- YOUR TASK
Write the next part of the passage on project management for payer-provider collaboration, picking up right after its last sentence.

- GIVEN PASSAGE
+++++

Unique risks are associated with payer-provider collaboration projects. One
of the inherent risks is that the workgroups will develop a solution that is
a win for one side and a loss for the other. Or, a team might develop a win-win
solution, but it will require an investment from only one of the players. Risk
management identifies these kinds of risk so they can be avoided or lessened
to ensure that deliverables produce expected benefits.

For example, perhaps a workgroup proposes a programming change to claims-processing
logic that must be made by the payer, but the benefit will accrue to both the
payer and the provider. Project management helps the two parties see the impact
on both sides and work collaboratively to minimize risk.

Ongoing risk assessment communicates the progress of each initiative to highlight
problem areas. Because many initiatives are interrelated, risk assessment facilitates
a project manager’s early intervention, thus preventing a domino effect through
other project initiatives.

In a payer-provider collaboration setting, risks are magnified because any
incurred risk transcends an organization’s own four walls, affecting other organizations,
patients, and subscribers. For example, if a workgroup proposes collecting copays
at the time of service, the provider may experience greater impact because hospital
staff must now explain the new process to patients and must be responsible for
cash collection. In addition, this process change has an effect on subscribers
that the payer will need to understand and address.

As part of project management, many teams maintain a log that tracks major
issues, assumptions, changes, and risks that impact payers and providers at
a program level. This helps project managers ease risk by identifying and mitigating
risk up-front (see Figure 4).

Figure 4. An Executive Scoreboard

Managing Deliverables

Depending upon a workgroup’s assignment, a deliverable might be a policy change
on either the payer or the provider side. Project management outlines the exact
requirements of a deliverable and how it impacts all players.

A process change is also a deliverable. Project management ensures that when
a process change occurs, all other parts of that process are changed accordingly.
For example, if a collaboration workgroup develops a new process to request
online precertification, the deliverable outlines the new process, how it will
be implemented, how the process will be communicated to staff, and how staff
will be trained to handle the new process. The deliverable must address both
the payer and the provider side of the process. Project management ensures that
all these items are addressed in the deliverable so that the process change
can be successfully launched through both organizations.

+++++

- DATA EXCERPTS
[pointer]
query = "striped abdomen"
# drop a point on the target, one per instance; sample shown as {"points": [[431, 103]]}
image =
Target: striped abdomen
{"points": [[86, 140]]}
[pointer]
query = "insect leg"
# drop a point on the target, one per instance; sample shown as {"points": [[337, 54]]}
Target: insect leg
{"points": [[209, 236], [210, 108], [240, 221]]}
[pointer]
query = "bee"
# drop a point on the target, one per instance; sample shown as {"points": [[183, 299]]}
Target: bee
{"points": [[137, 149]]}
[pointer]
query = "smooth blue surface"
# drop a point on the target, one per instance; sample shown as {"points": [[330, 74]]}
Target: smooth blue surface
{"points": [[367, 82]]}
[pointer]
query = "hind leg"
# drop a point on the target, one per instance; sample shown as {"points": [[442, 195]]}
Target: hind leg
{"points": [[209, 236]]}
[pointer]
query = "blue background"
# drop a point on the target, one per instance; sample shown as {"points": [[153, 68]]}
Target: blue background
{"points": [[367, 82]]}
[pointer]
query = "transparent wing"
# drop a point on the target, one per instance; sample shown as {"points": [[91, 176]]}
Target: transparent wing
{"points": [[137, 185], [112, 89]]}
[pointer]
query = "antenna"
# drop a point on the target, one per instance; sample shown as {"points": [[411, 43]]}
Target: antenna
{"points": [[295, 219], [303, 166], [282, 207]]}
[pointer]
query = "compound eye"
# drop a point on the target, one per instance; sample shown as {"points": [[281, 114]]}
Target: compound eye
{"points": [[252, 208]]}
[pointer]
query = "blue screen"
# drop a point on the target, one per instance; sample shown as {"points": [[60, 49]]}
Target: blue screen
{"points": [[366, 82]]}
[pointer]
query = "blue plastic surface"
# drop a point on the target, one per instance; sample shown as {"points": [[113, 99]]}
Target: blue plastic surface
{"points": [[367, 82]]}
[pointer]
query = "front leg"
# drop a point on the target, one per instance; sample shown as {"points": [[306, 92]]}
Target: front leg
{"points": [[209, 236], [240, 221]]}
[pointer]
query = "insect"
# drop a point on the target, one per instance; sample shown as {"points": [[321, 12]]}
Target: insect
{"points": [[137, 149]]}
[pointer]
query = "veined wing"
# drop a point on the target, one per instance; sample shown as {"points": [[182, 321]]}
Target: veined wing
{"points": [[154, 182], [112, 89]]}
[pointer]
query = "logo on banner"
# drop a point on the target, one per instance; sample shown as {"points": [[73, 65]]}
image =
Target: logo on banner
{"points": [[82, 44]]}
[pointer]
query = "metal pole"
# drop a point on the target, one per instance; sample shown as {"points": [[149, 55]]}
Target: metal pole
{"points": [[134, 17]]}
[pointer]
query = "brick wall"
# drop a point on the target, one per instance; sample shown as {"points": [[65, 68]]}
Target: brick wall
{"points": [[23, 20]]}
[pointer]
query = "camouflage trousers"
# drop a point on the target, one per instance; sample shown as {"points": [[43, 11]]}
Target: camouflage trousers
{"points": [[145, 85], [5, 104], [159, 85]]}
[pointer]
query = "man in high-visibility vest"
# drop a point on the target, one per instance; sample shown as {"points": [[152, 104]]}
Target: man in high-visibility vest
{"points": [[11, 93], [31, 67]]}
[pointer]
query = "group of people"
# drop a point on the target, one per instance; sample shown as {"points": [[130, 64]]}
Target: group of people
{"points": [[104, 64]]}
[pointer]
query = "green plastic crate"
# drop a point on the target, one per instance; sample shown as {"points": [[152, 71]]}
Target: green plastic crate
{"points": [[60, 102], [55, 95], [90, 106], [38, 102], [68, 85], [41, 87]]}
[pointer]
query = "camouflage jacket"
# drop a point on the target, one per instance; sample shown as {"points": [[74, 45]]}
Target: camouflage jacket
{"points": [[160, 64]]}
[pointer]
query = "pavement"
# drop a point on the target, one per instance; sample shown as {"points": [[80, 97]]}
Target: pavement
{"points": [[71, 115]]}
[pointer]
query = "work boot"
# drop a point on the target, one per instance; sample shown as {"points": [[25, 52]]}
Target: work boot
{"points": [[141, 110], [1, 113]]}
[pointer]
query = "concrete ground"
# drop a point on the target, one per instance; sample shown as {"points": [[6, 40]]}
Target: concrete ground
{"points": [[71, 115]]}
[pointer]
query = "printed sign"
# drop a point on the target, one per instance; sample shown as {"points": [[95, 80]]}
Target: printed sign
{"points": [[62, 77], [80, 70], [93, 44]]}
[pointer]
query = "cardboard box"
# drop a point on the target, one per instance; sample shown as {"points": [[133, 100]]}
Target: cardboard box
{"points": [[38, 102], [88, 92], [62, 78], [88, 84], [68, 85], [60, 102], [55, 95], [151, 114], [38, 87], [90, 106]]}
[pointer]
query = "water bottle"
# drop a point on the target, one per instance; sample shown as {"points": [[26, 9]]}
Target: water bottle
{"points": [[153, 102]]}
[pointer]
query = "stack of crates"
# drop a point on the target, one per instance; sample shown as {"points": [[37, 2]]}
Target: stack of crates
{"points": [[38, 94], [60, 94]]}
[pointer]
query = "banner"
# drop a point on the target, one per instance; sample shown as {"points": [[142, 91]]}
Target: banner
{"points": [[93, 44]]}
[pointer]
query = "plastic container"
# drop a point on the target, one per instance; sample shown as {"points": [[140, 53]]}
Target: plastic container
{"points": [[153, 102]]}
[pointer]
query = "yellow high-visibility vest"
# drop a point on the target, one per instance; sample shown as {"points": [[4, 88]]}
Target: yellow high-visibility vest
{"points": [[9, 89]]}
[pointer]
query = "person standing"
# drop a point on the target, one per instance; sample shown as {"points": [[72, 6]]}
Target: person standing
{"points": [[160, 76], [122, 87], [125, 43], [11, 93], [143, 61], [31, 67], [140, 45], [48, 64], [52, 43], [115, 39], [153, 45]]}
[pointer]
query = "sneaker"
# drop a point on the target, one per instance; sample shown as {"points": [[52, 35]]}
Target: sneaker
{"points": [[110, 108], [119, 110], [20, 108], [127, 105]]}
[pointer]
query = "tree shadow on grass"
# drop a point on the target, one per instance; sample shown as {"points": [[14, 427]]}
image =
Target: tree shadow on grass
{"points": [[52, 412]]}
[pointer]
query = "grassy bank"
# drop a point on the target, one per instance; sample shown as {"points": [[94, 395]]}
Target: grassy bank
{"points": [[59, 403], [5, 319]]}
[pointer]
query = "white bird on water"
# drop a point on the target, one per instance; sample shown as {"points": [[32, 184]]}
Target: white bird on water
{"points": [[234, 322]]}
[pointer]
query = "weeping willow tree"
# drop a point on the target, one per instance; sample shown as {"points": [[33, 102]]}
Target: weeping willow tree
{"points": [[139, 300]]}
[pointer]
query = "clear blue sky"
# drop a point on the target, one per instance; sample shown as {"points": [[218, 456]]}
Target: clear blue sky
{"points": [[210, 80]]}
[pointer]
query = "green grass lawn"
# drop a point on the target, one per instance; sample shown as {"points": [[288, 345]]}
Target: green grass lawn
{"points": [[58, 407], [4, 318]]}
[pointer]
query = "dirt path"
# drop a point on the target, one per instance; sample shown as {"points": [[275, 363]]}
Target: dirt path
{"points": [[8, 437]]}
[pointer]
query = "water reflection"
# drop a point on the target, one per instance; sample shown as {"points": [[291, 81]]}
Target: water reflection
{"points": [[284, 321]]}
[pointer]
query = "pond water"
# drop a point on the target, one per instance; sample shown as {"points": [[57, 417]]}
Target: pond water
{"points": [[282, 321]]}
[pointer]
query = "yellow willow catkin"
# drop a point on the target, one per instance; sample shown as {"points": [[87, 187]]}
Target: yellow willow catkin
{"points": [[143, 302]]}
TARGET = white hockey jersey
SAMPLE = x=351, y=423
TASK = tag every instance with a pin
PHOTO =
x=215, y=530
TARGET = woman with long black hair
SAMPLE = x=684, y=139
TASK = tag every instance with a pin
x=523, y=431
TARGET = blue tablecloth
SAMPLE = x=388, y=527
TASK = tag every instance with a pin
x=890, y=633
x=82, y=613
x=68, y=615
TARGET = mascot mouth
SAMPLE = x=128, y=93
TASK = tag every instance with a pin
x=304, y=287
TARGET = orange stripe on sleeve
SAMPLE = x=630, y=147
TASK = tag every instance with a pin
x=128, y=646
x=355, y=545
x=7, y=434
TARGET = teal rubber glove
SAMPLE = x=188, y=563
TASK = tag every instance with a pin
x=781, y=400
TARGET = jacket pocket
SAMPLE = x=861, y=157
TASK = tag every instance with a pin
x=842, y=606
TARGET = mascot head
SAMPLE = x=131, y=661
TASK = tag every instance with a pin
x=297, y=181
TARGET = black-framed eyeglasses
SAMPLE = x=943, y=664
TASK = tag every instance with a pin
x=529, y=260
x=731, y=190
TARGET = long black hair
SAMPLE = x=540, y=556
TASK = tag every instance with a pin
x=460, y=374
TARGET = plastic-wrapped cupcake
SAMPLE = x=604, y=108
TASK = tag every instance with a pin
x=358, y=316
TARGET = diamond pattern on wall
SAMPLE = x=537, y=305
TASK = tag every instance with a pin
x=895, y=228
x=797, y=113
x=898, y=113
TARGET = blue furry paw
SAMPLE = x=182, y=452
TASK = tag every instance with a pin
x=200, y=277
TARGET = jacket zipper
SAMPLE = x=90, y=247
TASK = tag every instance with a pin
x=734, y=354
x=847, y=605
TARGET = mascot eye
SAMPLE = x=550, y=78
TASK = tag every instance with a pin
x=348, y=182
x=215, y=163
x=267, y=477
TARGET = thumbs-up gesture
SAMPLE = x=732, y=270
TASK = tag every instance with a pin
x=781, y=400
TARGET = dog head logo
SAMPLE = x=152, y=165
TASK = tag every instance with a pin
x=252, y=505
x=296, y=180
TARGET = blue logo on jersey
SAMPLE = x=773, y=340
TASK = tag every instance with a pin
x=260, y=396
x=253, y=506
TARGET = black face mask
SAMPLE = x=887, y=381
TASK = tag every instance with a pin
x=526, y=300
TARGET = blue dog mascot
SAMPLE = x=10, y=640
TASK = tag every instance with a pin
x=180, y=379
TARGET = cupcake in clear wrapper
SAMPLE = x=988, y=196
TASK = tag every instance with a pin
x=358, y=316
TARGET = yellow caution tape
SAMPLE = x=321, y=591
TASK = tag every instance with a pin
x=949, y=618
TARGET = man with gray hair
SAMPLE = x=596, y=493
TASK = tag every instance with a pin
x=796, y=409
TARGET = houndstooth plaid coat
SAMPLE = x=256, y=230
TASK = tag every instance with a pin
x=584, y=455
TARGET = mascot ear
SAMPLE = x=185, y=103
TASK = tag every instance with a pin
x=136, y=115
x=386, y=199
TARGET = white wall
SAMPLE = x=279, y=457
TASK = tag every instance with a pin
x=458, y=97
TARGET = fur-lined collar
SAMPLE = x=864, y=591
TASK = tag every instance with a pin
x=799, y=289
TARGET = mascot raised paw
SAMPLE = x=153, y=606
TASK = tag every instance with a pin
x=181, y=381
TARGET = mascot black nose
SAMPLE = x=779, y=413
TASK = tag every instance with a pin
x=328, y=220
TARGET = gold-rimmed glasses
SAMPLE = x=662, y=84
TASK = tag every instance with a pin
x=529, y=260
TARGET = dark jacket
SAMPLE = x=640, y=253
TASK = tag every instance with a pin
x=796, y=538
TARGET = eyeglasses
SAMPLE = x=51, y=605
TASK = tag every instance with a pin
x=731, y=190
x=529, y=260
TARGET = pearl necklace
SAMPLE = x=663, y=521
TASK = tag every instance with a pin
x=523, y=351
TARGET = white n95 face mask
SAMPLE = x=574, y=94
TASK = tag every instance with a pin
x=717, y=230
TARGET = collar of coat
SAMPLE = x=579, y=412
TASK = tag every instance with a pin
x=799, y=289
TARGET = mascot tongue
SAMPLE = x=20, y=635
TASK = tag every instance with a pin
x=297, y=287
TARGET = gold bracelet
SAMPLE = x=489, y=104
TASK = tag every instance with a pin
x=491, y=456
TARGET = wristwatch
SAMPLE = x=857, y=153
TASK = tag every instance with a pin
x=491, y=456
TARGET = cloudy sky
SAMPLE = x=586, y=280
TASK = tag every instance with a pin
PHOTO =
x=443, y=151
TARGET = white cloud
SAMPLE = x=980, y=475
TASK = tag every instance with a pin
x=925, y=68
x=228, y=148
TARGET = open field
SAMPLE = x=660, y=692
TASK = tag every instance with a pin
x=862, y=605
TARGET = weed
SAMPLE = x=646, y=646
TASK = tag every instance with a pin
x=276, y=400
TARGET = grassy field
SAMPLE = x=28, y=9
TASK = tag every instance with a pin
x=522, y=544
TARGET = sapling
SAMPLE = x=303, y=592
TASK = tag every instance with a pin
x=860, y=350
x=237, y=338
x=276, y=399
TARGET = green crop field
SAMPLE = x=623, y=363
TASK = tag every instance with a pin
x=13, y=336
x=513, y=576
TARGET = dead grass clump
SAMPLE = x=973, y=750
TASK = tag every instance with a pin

+++++

- YOUR RESPONSE
Maintenance and Ongoing Monitoring

Project management is ongoing. Once the framework is in place, project management
occurs during the rest of the project lifecycle. Along the way, project managers
periodically re-evaluate goals and progress and make the appropriate adjustments
to keep a collaboration project on track. Project management also delivers value
to both payers and providers by creating a template to manage future collaborative
efforts after the initial project is completed. Project management is an investment
in the mutual success of both payers and providers, since it communicates the
appropriate tools and techniques needed to maintain ongoing collaborative efforts.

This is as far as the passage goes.